The Demise of Christendom, 6
“The utopian dream of the Enlightenment can be summed up by five words: reason, nature, happiness, progress, and liberty. It was thoroughly secular in its thinking…. Here was man starting from himself absolutely. And if the humanistic elements of the Renaissance stand in sharp contrast to the Reformation [which started from the Bible], the Enlightenment was in total antithesis to it. The two stood for and were based on absolutely different things in an absolute way, and they produced absolutely different results.
“To the Enlightenment thinkers, man and society were perfectible…. If these men had a religion, it was deism. The deists believed in a God who had created the world but who had no contact with it now, and who had not revealed truth to men. If there was a God, He was silent.”
Francis A. Schaeffer, How Should We Then Live, The Complete Works, Volume 5, A Christian View of the West. (Crossway Books, 1982) p. 148.
“What is enlightenment? In a 1784 essay with that question as its title, Immanuel Kant [one of the pre-eminent German and Enlightenment philosophers] answered that it consists of “humankind’s emergence from its self-incurred immaturity,” its “lazy and cowardly” submission to the “dogmas and formulas” of religious or political authority. Enlightenment’s motto, he proclaimed, is “Dare to understand!” and its foundational demand is freedom of thought and speech.”
Steven Pinker, Enlightenment Now: the Case for Reason, Science, Humanism, and Progress. (Viking, 2018), p.7.

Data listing
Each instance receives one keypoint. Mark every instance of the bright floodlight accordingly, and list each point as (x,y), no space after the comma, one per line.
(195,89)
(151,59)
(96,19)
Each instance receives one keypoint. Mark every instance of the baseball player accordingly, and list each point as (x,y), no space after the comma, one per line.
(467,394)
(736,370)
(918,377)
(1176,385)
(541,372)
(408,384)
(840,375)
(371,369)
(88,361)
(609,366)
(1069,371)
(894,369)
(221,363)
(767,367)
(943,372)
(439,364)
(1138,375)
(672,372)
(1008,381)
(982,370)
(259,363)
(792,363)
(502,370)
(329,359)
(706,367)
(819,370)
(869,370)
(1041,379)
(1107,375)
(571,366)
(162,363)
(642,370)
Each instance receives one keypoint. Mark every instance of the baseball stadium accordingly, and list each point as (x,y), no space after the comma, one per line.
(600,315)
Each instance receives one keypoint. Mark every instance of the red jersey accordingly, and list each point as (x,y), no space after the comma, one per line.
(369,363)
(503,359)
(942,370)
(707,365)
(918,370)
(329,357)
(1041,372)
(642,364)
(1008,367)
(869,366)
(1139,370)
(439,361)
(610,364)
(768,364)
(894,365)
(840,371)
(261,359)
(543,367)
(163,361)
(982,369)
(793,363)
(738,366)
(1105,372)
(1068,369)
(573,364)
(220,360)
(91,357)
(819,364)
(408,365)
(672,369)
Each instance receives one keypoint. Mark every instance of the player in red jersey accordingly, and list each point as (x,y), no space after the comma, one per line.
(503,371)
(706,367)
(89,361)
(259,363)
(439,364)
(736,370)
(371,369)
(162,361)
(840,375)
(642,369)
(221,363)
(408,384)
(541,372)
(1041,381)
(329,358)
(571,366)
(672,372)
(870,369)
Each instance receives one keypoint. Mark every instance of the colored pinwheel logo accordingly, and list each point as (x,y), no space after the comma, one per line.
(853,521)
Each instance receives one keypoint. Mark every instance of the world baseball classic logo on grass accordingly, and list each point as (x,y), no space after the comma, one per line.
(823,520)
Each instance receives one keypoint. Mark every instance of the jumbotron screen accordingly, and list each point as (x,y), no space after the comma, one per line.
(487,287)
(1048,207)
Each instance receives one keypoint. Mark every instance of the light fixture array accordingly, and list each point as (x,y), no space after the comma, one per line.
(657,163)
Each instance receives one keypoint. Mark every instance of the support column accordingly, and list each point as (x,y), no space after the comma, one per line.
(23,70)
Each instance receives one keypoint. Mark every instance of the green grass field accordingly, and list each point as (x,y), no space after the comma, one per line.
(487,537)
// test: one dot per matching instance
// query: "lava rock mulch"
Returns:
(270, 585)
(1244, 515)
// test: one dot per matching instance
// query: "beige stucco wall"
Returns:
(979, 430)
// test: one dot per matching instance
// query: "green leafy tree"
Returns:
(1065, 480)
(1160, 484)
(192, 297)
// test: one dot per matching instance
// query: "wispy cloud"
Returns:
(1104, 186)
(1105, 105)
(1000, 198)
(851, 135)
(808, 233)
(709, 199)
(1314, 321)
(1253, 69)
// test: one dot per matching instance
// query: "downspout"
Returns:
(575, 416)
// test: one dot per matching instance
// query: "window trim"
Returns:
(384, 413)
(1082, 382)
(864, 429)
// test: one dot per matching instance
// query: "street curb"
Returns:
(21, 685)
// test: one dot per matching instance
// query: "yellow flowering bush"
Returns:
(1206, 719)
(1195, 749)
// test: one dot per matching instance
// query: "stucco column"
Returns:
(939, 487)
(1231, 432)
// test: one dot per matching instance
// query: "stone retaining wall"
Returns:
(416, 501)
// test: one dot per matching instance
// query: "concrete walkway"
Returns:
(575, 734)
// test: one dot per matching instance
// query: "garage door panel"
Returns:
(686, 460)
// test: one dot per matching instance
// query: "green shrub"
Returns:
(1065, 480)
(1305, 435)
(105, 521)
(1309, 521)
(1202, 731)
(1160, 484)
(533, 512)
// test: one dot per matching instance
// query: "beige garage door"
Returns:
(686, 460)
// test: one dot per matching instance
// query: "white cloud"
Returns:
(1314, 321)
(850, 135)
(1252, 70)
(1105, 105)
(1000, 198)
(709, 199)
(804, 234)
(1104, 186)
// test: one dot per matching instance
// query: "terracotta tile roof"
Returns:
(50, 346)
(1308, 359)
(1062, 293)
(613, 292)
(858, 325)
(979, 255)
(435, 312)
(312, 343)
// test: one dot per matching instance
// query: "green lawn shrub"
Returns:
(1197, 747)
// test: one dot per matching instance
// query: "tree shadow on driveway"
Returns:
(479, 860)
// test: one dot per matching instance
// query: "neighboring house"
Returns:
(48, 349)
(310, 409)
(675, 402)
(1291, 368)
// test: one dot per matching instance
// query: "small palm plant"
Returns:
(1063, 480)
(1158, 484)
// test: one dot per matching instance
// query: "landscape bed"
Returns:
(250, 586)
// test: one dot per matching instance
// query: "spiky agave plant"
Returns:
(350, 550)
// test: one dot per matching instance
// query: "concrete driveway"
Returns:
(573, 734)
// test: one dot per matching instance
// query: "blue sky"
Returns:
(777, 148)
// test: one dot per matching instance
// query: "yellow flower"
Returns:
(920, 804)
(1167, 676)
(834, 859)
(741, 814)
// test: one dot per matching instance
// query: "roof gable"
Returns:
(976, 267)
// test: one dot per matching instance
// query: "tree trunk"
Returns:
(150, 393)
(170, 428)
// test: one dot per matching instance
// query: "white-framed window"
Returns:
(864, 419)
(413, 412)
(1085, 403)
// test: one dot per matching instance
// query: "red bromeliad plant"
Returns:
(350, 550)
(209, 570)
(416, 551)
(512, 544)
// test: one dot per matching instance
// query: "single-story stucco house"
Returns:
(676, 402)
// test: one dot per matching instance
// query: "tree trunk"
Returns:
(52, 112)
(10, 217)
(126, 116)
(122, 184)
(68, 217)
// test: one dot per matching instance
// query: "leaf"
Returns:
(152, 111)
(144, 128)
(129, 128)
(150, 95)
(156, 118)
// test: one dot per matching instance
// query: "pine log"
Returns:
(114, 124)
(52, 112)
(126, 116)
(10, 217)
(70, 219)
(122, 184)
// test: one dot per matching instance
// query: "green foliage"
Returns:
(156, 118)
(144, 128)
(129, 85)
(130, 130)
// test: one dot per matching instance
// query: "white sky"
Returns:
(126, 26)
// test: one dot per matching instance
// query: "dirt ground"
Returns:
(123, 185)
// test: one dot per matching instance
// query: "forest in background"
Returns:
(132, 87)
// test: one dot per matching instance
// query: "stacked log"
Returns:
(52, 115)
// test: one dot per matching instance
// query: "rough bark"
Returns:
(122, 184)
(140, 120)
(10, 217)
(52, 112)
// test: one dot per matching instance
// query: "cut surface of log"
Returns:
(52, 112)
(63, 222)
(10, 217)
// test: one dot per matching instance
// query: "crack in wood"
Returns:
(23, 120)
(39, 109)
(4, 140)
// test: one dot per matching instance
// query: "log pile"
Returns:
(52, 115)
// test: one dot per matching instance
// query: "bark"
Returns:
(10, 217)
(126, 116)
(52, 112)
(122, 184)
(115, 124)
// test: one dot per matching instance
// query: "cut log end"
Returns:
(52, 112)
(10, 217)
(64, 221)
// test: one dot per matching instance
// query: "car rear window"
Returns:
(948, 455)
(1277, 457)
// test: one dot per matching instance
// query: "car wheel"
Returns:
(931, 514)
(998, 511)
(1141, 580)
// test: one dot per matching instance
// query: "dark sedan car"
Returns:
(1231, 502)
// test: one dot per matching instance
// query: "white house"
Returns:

→ **Your task**: In the text on the Enlightenment, which five words sum up the utopian dream of the Enlightenment? The items play no part in this work.

→ **Completed task**: Reason, nature, happiness, progress, and liberty.